MATERIAL PROVIDED:
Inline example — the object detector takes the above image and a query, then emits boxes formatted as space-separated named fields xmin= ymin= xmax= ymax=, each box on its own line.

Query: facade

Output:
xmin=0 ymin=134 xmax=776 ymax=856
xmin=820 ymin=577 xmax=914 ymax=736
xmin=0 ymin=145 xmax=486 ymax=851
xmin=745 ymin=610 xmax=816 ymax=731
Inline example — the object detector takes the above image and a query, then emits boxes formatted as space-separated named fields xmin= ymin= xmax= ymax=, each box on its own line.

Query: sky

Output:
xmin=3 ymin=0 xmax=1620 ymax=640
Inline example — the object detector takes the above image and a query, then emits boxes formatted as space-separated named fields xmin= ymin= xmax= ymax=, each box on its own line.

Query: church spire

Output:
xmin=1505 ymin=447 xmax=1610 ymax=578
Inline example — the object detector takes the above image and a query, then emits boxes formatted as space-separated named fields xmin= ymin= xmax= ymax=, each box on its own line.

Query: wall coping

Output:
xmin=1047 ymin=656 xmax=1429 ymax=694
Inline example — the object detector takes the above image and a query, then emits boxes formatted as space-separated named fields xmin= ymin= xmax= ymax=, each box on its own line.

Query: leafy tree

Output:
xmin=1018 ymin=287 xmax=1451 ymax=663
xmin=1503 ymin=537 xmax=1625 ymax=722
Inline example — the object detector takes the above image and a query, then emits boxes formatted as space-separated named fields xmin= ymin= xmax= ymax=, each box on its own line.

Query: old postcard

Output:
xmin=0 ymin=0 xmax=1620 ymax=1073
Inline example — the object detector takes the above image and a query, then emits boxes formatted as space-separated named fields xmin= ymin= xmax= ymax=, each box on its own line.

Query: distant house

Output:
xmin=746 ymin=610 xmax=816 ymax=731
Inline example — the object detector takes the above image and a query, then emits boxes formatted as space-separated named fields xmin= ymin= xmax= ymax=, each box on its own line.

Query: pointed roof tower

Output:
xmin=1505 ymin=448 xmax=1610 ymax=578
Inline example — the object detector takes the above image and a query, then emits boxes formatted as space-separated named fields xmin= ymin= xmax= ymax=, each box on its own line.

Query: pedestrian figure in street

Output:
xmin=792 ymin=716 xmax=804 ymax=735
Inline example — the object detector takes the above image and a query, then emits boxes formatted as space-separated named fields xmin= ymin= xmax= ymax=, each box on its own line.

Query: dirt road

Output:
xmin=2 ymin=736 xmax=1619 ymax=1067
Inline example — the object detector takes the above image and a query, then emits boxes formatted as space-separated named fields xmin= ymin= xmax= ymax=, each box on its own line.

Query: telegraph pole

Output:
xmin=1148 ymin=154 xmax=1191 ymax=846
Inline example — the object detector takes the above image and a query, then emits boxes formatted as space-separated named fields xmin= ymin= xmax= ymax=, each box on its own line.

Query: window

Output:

REQUIREMENT:
Every line of the material should be transcribed without alteration.

FINISHED TASK:
Inline example — the object detector takes the above image and a query, then emits boxes formatted as space-separated named fields xmin= ymin= xmax= ymax=, each box on its own line.

Query: facade

Output:
xmin=0 ymin=134 xmax=776 ymax=856
xmin=820 ymin=577 xmax=914 ymax=736
xmin=0 ymin=145 xmax=486 ymax=851
xmin=745 ymin=610 xmax=816 ymax=731
Inline example — the object detector takes the above image and a query, then emits boxes formatted as space-separated named fields xmin= ymin= xmax= ymax=, each box on its own line.

Query: sky

Output:
xmin=3 ymin=0 xmax=1620 ymax=640
Inline example — the object detector takes the above image and a query, then emits boxes formatted as space-separated named fields xmin= ymin= xmax= ymax=, each box on its own line.

Query: church spire

Output:
xmin=1505 ymin=447 xmax=1610 ymax=578
Inline example — the object detector takes the above image and a query, then emits boxes formatted as space-separated named fields xmin= ymin= xmax= ymax=, each box on its own line.

Query: wall coping

Output:
xmin=1047 ymin=656 xmax=1429 ymax=694
Inline example — the object detector takes the above image and a query, then emits boxes formatted as space-separated named fields xmin= ymin= xmax= ymax=, each box on its own line.

Query: leafy tree

Output:
xmin=1018 ymin=287 xmax=1451 ymax=663
xmin=1503 ymin=537 xmax=1625 ymax=722
Inline example — the object detector takes the above image and a query, then emits boxes formatted as space-separated named fields xmin= ymin= xmax= ymax=, each box on its own line.

Query: old postcard

Output:
xmin=0 ymin=0 xmax=1620 ymax=1073
Inline example — the object detector takes the above image and a query, then emits boxes formatted as space-separated named fields xmin= ymin= xmax= ymax=, each box on its own line.

Query: distant house

Output:
xmin=746 ymin=610 xmax=816 ymax=731
Inline example — the object detector takes the above image and a query, then emits boxes formatted as space-separated named fields xmin= ymin= xmax= ymax=, each box on its own line.

Query: pointed roof tower

Output:
xmin=1505 ymin=448 xmax=1610 ymax=578
Inline example — the object detector takes the above image and a query, then emits boxes formatted as space-separated named fields xmin= ymin= xmax= ymax=, each box on its own line.

Query: pedestrian figure in street

Output:
xmin=792 ymin=716 xmax=804 ymax=735
Inline example — the object detector takes the above image and a query, then emits boxes formatted as space-separated named fields xmin= ymin= xmax= ymax=, each box on its own line.

Query: dirt road

Output:
xmin=2 ymin=736 xmax=1619 ymax=1067
Inline example — the object detector takes the above image and a query, then emits boxes formatted as space-separated named fields xmin= ymin= xmax= ymax=, each box on its own line.

Query: telegraph pole

Output:
xmin=1148 ymin=154 xmax=1191 ymax=846
Inline example — the object detector takes the above image and a query, then emits boxes formatted as space-separated named fields xmin= ymin= xmax= ymax=, each box on its own line.

Query: window

Output:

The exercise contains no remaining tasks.